• Objective 1:
List the header field names that appear in the mailing-list message on metabtree space reservations.

Date: Wed, 19 Feb 2025 10:44:11 -0800 [thread overview]
Message-ID: <20250219184411.GT21808@frogsfrogsfrogs> (raw)
In-Reply-To: <20250218081153.3889537-8-hch@lst.de>
On Tue, Feb 18, 2025 at 09:10:10AM +0100, Christoph Hellwig wrote:
> Currently each metabtree inode has it's own space reservation to ensure
> it can be expanded to the maximum size, mirroring what is done for the
> AG-based btrees. But unlike the AG-based btrees the metabtree inodes
> aren't restricted to allocate from a single AG but can use free space
> form the entire file system. And unlike AG-based btrees where the
> required reservation shrinks with the available free space due to this,
> the metabtree reservations for the rtrmap and rtfreflink trees are not
> bound in any way by the data device free space as they track RT extent
> allocations. This is not very efficient as it requires a large number
> of blocks to be set aside that can't be used at all by other btrees.
>
> Switch to a model that uses a global pool instead in preparation for
> reducing the amount of reserved space, which now also removes the
> overloading of the i_nblocks field for metabtree inodes, which would
> create problems if metabtree inodes every had a big enough xattr fork
ever
> to require xattr blocks outside the inode.

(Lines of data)
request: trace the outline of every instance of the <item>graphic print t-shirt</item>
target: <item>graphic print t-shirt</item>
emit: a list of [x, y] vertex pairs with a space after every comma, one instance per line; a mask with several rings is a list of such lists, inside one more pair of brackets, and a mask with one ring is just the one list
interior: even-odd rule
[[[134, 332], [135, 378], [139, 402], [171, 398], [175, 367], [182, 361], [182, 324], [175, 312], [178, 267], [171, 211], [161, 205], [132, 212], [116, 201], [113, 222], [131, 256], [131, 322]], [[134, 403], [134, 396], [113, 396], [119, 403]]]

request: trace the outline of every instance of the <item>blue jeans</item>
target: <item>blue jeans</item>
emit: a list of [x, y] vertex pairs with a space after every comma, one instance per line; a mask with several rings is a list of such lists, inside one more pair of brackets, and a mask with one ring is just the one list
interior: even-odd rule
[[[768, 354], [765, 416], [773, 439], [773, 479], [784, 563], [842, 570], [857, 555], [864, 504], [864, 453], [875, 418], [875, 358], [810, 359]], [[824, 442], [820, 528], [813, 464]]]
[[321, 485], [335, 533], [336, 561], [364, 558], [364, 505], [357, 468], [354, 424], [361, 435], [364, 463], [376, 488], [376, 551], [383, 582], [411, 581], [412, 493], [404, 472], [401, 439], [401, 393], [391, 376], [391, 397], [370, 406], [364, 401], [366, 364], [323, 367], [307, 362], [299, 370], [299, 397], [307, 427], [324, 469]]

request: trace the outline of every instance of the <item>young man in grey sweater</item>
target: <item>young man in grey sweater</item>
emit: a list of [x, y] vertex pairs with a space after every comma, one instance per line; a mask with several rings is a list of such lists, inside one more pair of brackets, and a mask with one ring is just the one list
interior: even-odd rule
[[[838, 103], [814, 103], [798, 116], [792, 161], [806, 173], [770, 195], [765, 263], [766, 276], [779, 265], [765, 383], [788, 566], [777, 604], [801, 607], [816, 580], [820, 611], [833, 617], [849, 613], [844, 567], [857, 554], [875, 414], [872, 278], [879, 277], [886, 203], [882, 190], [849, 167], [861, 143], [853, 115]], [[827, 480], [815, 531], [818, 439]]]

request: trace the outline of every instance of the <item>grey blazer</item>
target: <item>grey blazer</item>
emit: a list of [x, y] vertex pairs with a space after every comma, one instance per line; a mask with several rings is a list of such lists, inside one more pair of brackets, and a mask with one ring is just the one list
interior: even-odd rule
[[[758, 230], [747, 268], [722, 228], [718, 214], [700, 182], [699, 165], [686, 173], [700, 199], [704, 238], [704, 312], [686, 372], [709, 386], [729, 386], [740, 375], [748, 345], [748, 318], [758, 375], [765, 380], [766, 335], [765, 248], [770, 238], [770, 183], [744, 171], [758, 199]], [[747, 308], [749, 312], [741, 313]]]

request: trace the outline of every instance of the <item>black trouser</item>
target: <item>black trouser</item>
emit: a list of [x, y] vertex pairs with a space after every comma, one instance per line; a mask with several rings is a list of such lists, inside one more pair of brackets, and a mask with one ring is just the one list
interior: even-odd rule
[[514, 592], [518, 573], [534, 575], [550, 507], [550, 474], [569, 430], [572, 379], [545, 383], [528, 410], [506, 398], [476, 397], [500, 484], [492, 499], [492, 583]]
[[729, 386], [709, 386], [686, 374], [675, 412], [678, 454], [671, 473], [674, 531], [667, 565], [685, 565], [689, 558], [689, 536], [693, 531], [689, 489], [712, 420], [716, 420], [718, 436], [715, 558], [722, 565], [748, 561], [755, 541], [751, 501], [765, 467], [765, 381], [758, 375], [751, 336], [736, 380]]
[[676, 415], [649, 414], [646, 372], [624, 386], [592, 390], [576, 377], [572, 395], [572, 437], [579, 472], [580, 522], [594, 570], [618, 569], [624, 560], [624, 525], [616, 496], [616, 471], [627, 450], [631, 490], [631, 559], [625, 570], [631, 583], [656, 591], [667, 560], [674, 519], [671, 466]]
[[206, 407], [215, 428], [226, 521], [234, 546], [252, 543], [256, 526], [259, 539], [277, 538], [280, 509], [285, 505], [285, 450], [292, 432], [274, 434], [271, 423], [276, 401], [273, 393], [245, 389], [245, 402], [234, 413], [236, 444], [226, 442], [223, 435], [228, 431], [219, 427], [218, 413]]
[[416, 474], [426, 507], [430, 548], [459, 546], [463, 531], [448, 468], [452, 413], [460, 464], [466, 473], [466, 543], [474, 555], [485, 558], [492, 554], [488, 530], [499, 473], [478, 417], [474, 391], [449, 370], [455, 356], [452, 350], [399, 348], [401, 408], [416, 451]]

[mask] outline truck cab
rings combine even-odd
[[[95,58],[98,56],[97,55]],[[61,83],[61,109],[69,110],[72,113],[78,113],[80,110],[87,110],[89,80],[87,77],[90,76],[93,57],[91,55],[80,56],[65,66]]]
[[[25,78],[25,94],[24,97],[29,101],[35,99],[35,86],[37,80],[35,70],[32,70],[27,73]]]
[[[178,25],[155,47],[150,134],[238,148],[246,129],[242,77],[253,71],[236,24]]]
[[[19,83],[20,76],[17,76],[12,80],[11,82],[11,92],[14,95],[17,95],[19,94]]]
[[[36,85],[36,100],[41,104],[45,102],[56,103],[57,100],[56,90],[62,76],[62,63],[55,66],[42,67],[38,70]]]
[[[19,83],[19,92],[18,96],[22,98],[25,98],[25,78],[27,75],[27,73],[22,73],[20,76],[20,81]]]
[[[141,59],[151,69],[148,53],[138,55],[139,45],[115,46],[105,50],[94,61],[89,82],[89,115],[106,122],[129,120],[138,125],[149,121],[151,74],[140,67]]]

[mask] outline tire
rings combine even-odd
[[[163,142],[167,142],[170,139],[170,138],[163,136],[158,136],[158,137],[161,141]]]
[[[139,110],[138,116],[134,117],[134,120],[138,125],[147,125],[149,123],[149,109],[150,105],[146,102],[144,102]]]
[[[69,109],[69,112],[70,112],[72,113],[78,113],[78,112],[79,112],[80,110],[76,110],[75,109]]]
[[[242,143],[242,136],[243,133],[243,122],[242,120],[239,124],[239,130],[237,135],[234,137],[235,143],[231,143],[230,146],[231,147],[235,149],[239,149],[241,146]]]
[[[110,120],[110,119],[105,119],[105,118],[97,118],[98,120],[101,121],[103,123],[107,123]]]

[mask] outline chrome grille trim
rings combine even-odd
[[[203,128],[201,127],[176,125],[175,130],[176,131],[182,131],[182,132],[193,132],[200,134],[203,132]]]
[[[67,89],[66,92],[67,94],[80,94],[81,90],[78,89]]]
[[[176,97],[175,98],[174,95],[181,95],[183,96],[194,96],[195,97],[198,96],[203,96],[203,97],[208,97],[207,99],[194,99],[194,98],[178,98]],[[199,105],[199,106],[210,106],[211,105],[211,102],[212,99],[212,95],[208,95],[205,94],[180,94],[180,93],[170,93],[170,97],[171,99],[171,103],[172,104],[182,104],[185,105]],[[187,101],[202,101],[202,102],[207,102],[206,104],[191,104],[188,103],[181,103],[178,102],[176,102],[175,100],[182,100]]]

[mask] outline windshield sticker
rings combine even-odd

• Objective 2:
Reproduce the records, starting with the line that contains "request: trace the outline of every instance of the <item>young" and continuing through the line that contains "target: <item>young man".

• Response 1:
Date, Message-ID, In-Reply-To

• Response 2:
request: trace the outline of every instance of the <item>young man in grey sweater</item>
target: <item>young man in grey sweater</item>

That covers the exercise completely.